(Records from a point labeling set)
►

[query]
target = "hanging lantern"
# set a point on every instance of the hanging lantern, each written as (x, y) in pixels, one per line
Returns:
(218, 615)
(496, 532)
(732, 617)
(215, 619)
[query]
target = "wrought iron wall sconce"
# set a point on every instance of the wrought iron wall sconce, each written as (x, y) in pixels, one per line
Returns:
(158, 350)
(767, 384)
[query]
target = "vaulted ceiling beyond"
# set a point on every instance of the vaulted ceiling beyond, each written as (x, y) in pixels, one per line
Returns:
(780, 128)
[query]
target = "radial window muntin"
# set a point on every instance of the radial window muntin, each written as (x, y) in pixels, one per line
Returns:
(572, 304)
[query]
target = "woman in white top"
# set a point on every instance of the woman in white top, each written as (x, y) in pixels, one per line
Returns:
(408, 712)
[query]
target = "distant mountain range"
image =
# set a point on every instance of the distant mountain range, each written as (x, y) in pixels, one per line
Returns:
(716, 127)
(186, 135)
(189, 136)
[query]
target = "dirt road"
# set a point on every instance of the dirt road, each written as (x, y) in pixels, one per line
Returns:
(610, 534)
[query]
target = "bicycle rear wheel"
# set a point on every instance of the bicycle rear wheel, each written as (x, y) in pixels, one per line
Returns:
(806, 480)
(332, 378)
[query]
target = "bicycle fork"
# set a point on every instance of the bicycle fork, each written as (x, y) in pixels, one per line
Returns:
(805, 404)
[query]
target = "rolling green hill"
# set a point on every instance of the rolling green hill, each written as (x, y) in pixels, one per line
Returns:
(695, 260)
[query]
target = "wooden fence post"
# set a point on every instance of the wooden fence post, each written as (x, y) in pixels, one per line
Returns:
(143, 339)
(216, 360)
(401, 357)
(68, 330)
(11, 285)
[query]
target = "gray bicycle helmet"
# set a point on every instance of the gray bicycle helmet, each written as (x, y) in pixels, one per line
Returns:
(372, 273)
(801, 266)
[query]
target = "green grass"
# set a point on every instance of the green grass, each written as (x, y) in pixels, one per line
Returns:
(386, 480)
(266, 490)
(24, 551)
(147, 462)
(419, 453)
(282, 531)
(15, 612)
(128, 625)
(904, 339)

◄

● REQUIRED WORK:
Retype all of the entries precisely as they are.

● EXERCISE ANSWER:
[query]
target = "hanging lantern"
# set a point on every instance of the hanging lantern, each written as (x, y) in pixels, one per line
Returns:
(218, 615)
(496, 532)
(732, 617)
(215, 619)
[query]
target = "wrought iron wall sconce"
# set a point on every instance of the wrought iron wall sconce, each written as (x, y) in pixels, one per line
Returns:
(158, 350)
(767, 384)
[query]
target = "vaulted ceiling beyond"
# set a point on every instance of the vaulted ceiling beyond, each written as (x, y) in pixels, one per line
Returns:
(780, 128)
[query]
target = "radial window muntin"
# set a point on every instance of the radial window muntin, each written as (x, y) in pixels, one per line
Returns:
(572, 304)
[query]
target = "woman in white top"
# set a point on every instance of the woman in white top, each written as (x, y) in pixels, one per line
Returns:
(408, 712)
[query]
target = "distant mountain range"
image =
# set a point on every instance of the distant mountain range, each written as (x, y) in pixels, one per line
Returns:
(716, 127)
(186, 135)
(189, 136)
[query]
target = "dirt road"
# set a point on every instance of the dirt road, each written as (x, y) in pixels, one per line
Returns:
(610, 534)
[query]
target = "bicycle rear wheel"
# set a point on every instance of the bicycle rear wheel, each written as (x, y) in pixels, one per line
Returns:
(806, 480)
(332, 378)
[query]
target = "bicycle fork"
# set a point on every instance of the bicycle fork, each written as (x, y) in pixels, one per line
Returns:
(805, 404)
[query]
target = "rolling green hill"
# set a point on every instance of the rolling green hill, each written as (x, y) in pixels, one per line
Returns:
(695, 260)
[query]
target = "wooden fence post"
# set a point on every instance of the wooden fence post, each written as (x, y) in pixels, one per line
Returns:
(143, 339)
(216, 360)
(401, 357)
(68, 330)
(11, 285)
[query]
target = "gray bicycle helmet"
# set a point on every instance of the gray bicycle helmet, each written as (x, y) in pixels, one per line
Returns:
(372, 273)
(801, 266)
[query]
target = "green grass"
# set a point on every instance of the green grass, each written as (x, y) in pixels, one per line
Returns:
(386, 480)
(266, 490)
(24, 551)
(147, 462)
(419, 453)
(282, 531)
(15, 612)
(128, 625)
(904, 339)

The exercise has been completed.